After a while, however, the isolation of western Nebraska started to creep in.
“I still had my rural obligation, so that’s what brought me to Hermann in 2001,” she shared. “Hermann is three times the size of where I was and it was closer to a big city, being St. Louis.”
Thinking she might move on in a year or so, she stayed. Though she and her husband Steve live in Ellisville, they also have a home in Hermann.
“I like many things about Hermann,” she says. “I feel that no matter what I do, I’m making a difference. I’m not a number here on a staff of a hundred other doctors.”
She also said she saw Hermann for the first time in the spring when the redbud trees were blooming and felt it was a literal oasis compared to the flat, dreary and dry landscape of southwest Neb.
Dr. Parker serves HADH as the “hospitalist.” That’s simply a doctor that provides comprehensive medical care to hospitalized patients. She says in earlier days, there would be several doctors admitting patients and making the rounds during the course of the day. Now, quiet possibly for efficiency sake, one doctor will make all the rounds.
“Most hospitals will make the rounds with two shifts, a daytime hospitalist and a nocturnist,” she explains. “Because we are small, we have a 24 hour shift, so we cover the nocturnist part of it, as well.”
That doesn’t mean she sleeps in the hospital, but she may be admitting patients from home, by computer. What happens if someone needs a doctor’s attention?
“The emergency room doctor may take care of the immediate problem, but I have to be ready to come back to the hospital if it’s anything other than a small issue,” she says.
Dr. Parker also sees patients in Hermann’s nursing homes.
“If this is what you like, you really can make a difference,” she says.
Dr. Parker’s grandfather on her mother’s side was a country doctor in India. She loves the fact that he was serving people for all the right reasons, helping people without a thought about his pay or early retirement.

▶ [SUPPLIED RECORDS]
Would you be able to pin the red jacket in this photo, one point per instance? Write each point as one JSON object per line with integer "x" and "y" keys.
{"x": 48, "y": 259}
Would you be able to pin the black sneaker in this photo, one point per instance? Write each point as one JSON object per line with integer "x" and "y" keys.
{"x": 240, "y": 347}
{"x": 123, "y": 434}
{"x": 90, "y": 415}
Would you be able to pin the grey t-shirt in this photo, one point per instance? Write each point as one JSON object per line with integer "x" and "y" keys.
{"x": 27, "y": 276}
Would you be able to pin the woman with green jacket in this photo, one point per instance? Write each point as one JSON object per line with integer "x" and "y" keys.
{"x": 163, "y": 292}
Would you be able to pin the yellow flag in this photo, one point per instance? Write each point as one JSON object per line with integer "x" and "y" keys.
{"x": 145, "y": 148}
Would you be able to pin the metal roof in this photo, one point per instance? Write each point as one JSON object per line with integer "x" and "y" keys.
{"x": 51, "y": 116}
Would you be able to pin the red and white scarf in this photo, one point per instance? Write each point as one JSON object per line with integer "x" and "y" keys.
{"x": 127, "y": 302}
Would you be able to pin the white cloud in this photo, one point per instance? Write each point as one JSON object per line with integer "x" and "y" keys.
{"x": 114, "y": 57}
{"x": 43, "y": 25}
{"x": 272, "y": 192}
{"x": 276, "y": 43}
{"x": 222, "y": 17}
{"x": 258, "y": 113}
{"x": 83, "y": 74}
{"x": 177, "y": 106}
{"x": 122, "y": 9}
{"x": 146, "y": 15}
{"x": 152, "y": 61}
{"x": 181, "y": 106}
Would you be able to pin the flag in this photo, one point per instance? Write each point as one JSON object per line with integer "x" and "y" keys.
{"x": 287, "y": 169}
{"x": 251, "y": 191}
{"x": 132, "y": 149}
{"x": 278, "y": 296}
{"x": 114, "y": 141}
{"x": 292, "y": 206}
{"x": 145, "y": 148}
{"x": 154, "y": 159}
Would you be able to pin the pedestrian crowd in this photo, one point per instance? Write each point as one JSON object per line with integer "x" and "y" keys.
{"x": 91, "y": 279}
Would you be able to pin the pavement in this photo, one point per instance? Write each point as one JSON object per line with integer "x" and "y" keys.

▶ [TASK GOAL] In the stretch of the Dr. Parker profile above from "That doesn’t mean" through "a doctor’s attention?", switch "computer" to "laptop" and give that stretch again.

▶ [RESPONSE AREA]
That doesn’t mean she sleeps in the hospital, but she may be admitting patients from home, by laptop. What happens if someone needs a doctor’s attention?